Extract to read:
--------------------------------

Bank Austria's results for the first three months of 2011

Date of entry: 13 May 2011

Results for the first three months of 2011:
Bank Austria starts the year with net profit of EUR 341 million
- Operating profit up by 8 per cent to EUR 851 million compared with Q1
2010, driven by strong revenue trend in commercial banking business and
flat cost development

- Bank levies have an impact of EUR 27 million on first-quarter results

- Provisioning charge in Austria and CEE continues to decline by 14 per
cent to a total of EUR 376 million

- Net operating profit increases by 38 per cent to EUR 475 million

- Profit before tax rises to EUR 449 million, net profit (after
non-controlling interests) increases to EUR 341 million

- Core Tier 1 capital ratio improves further to 10.4 per cent

- Leverage ratio continues to decline to 13.6x

Bank Austria's CEO Willibald Cernko: 'We got off to a good start in 2011.
The upward trend seen in the past few quarters continued in the first three
months of the current year. It is particularly noteworthy that we have
further improved our performance in commercial banking business with
customers while the provisioning charge in Austria and in Central and
Eastern Europe continued to decline. On the basis of these two factors, net
operating profit increased by 38 per cent, and net profit reached EUR 341
million. Although the economy is gaining momentum, especially in our CEE
markets, we have not yet attained the pre-crisis level. We need to maintain




stringent cost discipline and further improve our productivity in order to
absorb the additional burdens resulting from the bank levies in Austria and
Hungary and to meet the new capital requirements under Basel 3.'

Items in the income statement

Net interest was EUR 1,128 million, up by 4 per cent (Q1 2010: EUR 1,081
million), and thus remained the most important income component in the
first quarter of 2011.

--------------------------------

Given task a:
Collect every line of the records that contains the word "sliding". Case counts.
The text and the records are separate material with no link between them.

Records
--------------------------------

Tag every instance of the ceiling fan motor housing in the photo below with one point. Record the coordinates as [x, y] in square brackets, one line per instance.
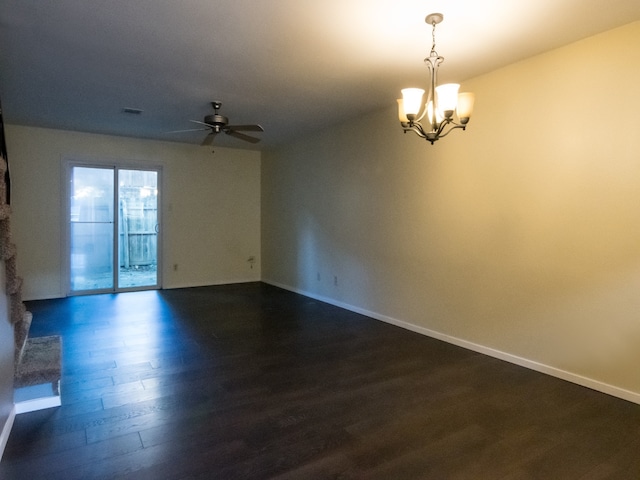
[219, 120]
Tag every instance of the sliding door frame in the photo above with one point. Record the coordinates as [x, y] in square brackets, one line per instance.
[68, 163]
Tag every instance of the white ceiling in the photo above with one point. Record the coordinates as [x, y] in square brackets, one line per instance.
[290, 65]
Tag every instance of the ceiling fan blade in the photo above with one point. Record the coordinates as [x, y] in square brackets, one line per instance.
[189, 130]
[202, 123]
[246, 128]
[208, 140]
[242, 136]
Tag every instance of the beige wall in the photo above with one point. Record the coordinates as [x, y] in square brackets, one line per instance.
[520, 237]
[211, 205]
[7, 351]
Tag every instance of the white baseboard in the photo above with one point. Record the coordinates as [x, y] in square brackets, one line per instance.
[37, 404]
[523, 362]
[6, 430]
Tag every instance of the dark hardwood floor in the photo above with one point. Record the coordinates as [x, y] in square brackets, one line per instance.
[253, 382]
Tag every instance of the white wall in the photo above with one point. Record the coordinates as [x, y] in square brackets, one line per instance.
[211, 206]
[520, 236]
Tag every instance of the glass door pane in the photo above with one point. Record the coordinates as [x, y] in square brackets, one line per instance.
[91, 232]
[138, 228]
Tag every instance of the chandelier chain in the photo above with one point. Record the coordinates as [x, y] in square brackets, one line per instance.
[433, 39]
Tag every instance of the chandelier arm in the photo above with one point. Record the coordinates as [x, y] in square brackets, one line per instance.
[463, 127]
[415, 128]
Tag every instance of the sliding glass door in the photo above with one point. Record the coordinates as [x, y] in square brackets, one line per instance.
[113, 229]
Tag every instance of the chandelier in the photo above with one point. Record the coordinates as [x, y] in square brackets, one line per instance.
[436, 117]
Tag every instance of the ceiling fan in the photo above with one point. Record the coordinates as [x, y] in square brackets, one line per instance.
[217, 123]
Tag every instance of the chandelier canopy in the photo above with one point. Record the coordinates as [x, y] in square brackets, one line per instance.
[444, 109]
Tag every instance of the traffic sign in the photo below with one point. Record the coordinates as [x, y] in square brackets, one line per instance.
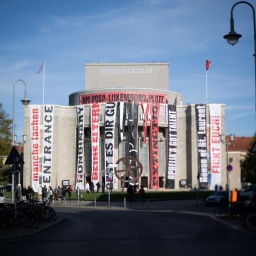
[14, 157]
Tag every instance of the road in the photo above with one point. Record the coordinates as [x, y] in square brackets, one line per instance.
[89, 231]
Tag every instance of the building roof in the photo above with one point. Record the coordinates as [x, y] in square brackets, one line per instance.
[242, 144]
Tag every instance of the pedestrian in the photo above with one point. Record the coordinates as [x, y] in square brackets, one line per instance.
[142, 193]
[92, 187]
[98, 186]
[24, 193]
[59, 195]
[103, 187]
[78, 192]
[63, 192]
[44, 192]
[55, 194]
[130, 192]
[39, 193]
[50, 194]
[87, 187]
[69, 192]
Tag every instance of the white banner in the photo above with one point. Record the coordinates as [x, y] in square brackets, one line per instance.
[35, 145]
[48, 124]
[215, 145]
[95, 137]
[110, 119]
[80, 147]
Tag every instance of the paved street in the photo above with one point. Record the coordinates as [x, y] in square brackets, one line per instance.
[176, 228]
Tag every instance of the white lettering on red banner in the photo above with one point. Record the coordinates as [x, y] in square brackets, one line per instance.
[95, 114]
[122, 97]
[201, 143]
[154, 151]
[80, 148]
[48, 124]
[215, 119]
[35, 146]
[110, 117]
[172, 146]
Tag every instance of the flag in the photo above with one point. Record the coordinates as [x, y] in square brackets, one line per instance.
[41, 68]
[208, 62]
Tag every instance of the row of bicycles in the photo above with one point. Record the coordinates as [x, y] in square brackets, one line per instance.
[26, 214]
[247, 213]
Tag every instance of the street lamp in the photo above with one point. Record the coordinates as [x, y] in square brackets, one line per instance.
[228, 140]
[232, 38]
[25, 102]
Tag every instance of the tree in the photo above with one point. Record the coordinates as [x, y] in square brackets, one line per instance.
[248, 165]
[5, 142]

--------------------------------

Given task b:
Decide whether each statement agrees with the Bank Austria results text, answering yes or no and quoting the deciding words: (i) operating profit rose by 8 per cent to EUR 851 million; (ii) the Core Tier 1 capital ratio fell to 10.4 per cent; (iii) net interest dropped compared with the first quarter of 2010.

Exercise solution a:
Tag every instance of the sliding door frame in the photo above with one point. Record the coordinates as [x, y] in square brackets, one line per instance.
Tag every instance of the sliding glass door in the photo above with one point. Record the coordinates as [x, y] in square brackets, one line per instance.

Exercise solution b:
(i) Yes: "Operating profit up by 8 per cent to EUR 851 million"
(ii) No: "Core Tier 1 capital ratio improves further to 10.4 per cent"
(iii) No: "Net interest was EUR 1,128 million, up by 4 per cent"